__所给材料__
* * *

树状数组

树状数组是与线段树实现的功能类似的数据结构，也是可以在log(n)的复杂度实现区间修改和区间查询。
以简洁的代码和思路占优，十分容易实现前缀和。

单点变化，区间查询

#include <cstdio>
using namespace std;
typedef long long ll;

ll c[500005];   //表示区间[i-lowbit(i)+1,i]的区间元素和 
int a[500005]; 
int n;

int lowbit(int x)
{
	return x & (-x);
}

void update(int x,int k)   //向上更新，c[i+lowbit(i)]表示的区间一定包含了c[i] 
{
	for (int i = x; i <= n; i += lowbit(i))
	{
		c[i] += k;
	}
}

ll query(int x)    //sum[x-lowbit(x)+1,x]+sum[t-lowbit(t)+1,t]( t = x-lowbit(x) )...求出sum[1,x] 
{
	ll ans = 0;
	for (int i = x; i; i -= lowbit(i))
	{
		ans += c[i];
	}
	return ans;
}

int main()
{
	int m;
	scanf("%d%d",&n,&m);
	for (int i = 1; i <= n; i++)
	{
		scanf("%d",&a[i]);
		update(i,a[i]);     //原来的值必须更新
	}
	while( m-- )
	{
		int kind,x,y;
		scanf("%d%d%d",&kind,&x,&y);
		if( kind == 1 )
		{
			update(x,y);
		}else
		{
			printf("%d\n",query(y) - query(x-1));
		}
	}
	return 0;
}

区间变化，单点查询
若要区间变化，那么我们维护的是数列必须是差分，这样才能保证改变的时候是只改变两个边界数，a[i]差分前缀和等于a[i]。

#include <cstdio>
using namespace std;
typedef long long ll;

ll c[500005]; 
ll a[500005];
int n;

int lowbit(int x)
{
	return x & (-x);
}

void update(int x,int k)

* * *

__待完成任务__
1. 树状数组一文在“区间变化，单点查询”部分为什么要维护差分数列？请用一到三句话说明。
2. 根据树状数组一文，回答下列问题：
(a) 树状数组可以在什么复杂度下实现区间修改和区间查询？
(b) 第一段代码中，数组c的元素c[i]表示哪个区间的元素和？
(c) 第一段代码的主函数里，当kind等于1时调用哪个函数？
3. 从树状数组一文停下的地方续写下去。

位置识别条目
* * *

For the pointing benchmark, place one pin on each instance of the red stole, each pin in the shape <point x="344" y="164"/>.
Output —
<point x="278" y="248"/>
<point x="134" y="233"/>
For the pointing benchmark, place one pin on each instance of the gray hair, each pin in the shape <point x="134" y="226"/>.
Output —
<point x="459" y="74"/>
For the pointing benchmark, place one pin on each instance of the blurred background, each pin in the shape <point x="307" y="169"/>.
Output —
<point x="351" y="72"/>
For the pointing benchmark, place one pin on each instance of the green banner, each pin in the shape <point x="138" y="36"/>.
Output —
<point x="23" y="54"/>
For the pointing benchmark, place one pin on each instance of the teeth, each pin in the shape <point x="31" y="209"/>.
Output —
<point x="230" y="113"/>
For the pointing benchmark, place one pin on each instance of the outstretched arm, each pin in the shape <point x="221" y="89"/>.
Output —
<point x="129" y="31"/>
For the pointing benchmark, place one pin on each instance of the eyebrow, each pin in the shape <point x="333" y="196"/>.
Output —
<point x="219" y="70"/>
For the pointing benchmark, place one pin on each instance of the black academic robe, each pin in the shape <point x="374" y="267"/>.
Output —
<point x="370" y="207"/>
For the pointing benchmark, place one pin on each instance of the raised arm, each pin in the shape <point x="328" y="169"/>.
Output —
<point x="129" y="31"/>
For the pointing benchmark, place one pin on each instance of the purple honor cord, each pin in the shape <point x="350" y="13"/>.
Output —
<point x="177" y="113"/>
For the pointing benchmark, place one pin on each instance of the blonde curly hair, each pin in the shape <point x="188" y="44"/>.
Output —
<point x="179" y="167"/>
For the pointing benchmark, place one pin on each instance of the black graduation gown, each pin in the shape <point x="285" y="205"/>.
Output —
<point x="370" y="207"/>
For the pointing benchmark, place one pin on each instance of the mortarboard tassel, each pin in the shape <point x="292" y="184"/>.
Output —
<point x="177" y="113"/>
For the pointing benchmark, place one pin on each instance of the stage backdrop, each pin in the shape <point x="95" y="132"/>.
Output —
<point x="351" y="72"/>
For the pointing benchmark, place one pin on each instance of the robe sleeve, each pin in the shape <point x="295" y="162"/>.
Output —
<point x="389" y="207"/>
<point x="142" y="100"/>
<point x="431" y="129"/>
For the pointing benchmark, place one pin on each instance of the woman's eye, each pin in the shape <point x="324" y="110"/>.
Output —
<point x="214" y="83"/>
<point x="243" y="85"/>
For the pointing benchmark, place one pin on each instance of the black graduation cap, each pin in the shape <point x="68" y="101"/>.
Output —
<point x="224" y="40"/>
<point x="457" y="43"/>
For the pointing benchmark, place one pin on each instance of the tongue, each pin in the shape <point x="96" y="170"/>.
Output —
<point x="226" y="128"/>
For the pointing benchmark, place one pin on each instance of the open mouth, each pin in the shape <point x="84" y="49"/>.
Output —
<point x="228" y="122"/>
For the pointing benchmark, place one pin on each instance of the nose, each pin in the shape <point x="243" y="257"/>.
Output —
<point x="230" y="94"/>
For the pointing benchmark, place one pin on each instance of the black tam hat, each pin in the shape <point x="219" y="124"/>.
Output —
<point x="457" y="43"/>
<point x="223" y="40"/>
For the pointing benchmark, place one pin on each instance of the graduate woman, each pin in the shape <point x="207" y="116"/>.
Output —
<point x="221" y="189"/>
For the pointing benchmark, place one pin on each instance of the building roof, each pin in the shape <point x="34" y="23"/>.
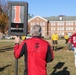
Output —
<point x="36" y="17"/>
<point x="64" y="18"/>
<point x="56" y="18"/>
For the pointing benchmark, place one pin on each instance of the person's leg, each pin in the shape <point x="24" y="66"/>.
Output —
<point x="53" y="45"/>
<point x="56" y="45"/>
<point x="75" y="56"/>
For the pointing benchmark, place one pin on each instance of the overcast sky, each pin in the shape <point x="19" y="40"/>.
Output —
<point x="46" y="8"/>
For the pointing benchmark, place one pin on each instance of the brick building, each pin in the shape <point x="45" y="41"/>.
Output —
<point x="60" y="24"/>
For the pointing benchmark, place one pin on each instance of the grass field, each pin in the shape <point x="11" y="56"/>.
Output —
<point x="63" y="63"/>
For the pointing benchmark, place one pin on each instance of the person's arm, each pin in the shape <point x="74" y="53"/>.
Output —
<point x="19" y="50"/>
<point x="50" y="54"/>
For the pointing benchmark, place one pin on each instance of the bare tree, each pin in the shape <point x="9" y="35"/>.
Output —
<point x="4" y="6"/>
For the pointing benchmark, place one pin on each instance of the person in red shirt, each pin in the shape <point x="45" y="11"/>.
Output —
<point x="73" y="41"/>
<point x="37" y="52"/>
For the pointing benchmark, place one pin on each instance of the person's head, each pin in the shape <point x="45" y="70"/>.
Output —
<point x="36" y="30"/>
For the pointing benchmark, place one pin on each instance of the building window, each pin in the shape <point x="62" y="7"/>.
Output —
<point x="60" y="28"/>
<point x="69" y="28"/>
<point x="42" y="23"/>
<point x="43" y="28"/>
<point x="32" y="23"/>
<point x="53" y="28"/>
<point x="60" y="23"/>
<point x="53" y="23"/>
<point x="69" y="23"/>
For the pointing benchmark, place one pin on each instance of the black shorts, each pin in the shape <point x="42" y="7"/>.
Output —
<point x="55" y="42"/>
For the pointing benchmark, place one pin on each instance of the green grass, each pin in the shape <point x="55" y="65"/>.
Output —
<point x="7" y="60"/>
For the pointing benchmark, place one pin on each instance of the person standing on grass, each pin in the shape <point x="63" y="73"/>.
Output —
<point x="69" y="44"/>
<point x="54" y="39"/>
<point x="37" y="52"/>
<point x="66" y="38"/>
<point x="73" y="41"/>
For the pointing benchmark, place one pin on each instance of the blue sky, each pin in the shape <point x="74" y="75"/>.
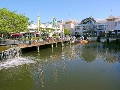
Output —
<point x="63" y="9"/>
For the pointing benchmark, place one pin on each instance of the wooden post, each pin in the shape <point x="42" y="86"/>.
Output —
<point x="56" y="44"/>
<point x="52" y="45"/>
<point x="62" y="44"/>
<point x="38" y="49"/>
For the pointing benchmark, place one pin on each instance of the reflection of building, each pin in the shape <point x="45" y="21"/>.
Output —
<point x="95" y="27"/>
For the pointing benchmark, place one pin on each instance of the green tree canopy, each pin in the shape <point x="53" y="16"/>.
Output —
<point x="11" y="22"/>
<point x="67" y="32"/>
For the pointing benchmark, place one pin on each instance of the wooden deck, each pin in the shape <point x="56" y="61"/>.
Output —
<point x="35" y="44"/>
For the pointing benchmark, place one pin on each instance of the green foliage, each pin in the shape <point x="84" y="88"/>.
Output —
<point x="10" y="22"/>
<point x="67" y="32"/>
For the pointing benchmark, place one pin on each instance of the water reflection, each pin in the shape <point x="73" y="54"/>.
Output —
<point x="75" y="67"/>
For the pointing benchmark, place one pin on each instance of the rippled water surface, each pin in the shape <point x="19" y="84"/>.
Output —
<point x="76" y="67"/>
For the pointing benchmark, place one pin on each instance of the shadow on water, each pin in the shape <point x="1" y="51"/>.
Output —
<point x="72" y="67"/>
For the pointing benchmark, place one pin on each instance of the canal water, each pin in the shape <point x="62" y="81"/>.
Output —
<point x="92" y="66"/>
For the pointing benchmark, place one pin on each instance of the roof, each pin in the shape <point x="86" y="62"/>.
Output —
<point x="101" y="21"/>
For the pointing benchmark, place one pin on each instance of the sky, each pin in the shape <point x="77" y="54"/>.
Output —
<point x="63" y="9"/>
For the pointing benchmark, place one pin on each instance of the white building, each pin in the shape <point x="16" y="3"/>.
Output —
<point x="95" y="27"/>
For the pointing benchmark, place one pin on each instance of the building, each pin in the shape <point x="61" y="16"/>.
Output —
<point x="94" y="27"/>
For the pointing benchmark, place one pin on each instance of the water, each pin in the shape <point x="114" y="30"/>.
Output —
<point x="77" y="67"/>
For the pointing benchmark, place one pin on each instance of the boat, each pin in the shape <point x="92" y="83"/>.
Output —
<point x="84" y="41"/>
<point x="81" y="41"/>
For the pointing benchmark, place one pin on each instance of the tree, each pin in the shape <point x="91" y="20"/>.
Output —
<point x="11" y="22"/>
<point x="67" y="32"/>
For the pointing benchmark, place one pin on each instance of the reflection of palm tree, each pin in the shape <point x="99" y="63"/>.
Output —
<point x="88" y="54"/>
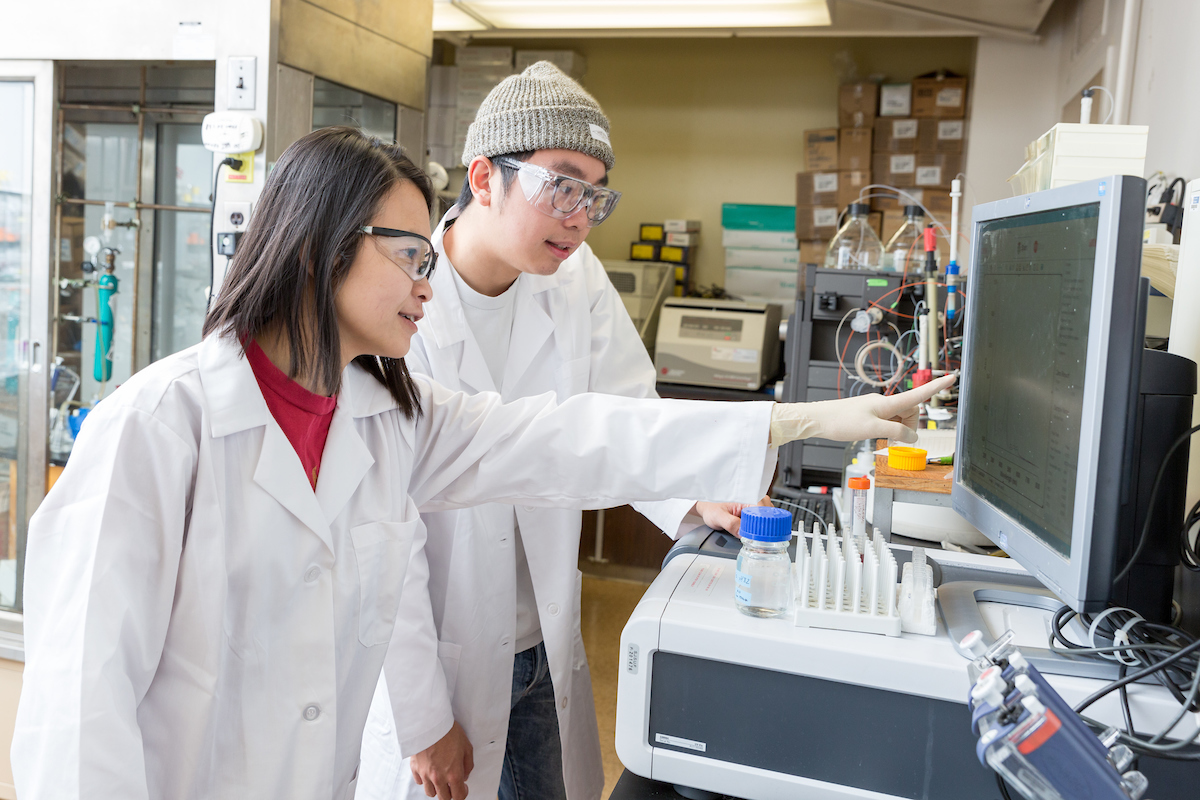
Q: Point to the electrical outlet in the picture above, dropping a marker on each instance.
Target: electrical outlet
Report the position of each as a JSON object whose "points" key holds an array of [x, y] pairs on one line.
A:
{"points": [[238, 214], [241, 83]]}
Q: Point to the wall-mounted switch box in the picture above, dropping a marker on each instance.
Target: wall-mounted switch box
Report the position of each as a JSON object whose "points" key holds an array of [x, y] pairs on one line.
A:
{"points": [[241, 83]]}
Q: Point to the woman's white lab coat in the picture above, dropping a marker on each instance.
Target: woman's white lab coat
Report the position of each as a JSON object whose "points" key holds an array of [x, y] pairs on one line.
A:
{"points": [[201, 624], [570, 335]]}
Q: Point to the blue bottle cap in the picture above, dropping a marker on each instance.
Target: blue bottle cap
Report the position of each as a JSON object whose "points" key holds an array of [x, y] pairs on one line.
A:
{"points": [[766, 524]]}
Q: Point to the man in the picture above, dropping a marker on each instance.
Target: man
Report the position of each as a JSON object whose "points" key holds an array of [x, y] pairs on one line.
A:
{"points": [[498, 681]]}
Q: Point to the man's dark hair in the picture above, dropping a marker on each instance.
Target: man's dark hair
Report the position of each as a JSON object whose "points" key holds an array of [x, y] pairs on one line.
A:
{"points": [[299, 248], [508, 174]]}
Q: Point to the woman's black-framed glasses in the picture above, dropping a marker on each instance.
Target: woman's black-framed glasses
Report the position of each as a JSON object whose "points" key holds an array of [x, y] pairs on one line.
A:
{"points": [[411, 252]]}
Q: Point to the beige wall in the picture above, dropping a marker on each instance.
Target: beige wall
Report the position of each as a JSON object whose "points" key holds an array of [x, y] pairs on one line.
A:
{"points": [[700, 122], [10, 692]]}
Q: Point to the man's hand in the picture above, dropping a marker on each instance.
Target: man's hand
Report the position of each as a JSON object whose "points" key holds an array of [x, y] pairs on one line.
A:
{"points": [[724, 516], [443, 768]]}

* * *

__参考答案__
1. 维护差分数列，才能保证区间改变时只改变两个边界上的数。另外，a[i]的差分前缀和等于a[i]。

2.
(a) log(n)的复杂度。
(b) 区间[i-lowbit(i)+1,i]的元素和。
(c) 调用update(x,y)。

3.
{
	for (int i = x; i <= n; i += lowbit(i))
	{
		c[i] += k;
	}
}

ll query(int x)
{
	ll ans = 0;
	for (int i = x; i; i -= lowbit(i))
	{
		ans += c[i];
	}
	return ans;
}

int main()
{
	int m;
	ll last = 0;
	scanf("%d%d",&n,&m);
	for (int i = 1; i <= n; i++)
	{
		scanf("%d",&a[i]);
		update(i,a[i]-last);
		last = a[i];
	}
	while( m-- )
	{
		int kind;
		scanf("%d",&kind);
		if( kind == 1 )
		{
			int x,y,k;
			scanf("%d%d%d",&x,&y,&k);
			update(x,k);
			update(y+1,-k);
		}else
		{
			int x;
			scanf("%d",&x);
			printf("%lld\n",query(x));
		}
	}
	return 0;
}

区间变化，区间查询

数学证明后得：
sum(1…a[i]) = (n+1) * sum(1…d[i]) - sum(1…t[i]) t[i] = i*d[i]

#include <cstdio>
using namespace std;
typedef long long ll;

ll sum1[500005],sum2[500005];
//sum1[i]表示d[i]构成的树状数组    d[i]为差分 
//sum2[i]表示i*d[i]构成的树状数组 
ll a[500005];
int n;

int lowbit(int x)
{
	return x & (-x);
}

void update(int x,int k)
{
	for (int i = x; i <= n; i += lowbit(i))
	{
		sum1[i] += k;
		sum2[i] += x * k; 
	}
}

ll query(int x)
{
	ll ans = 0;
	for (int i = x; i; i -= lowbit(i))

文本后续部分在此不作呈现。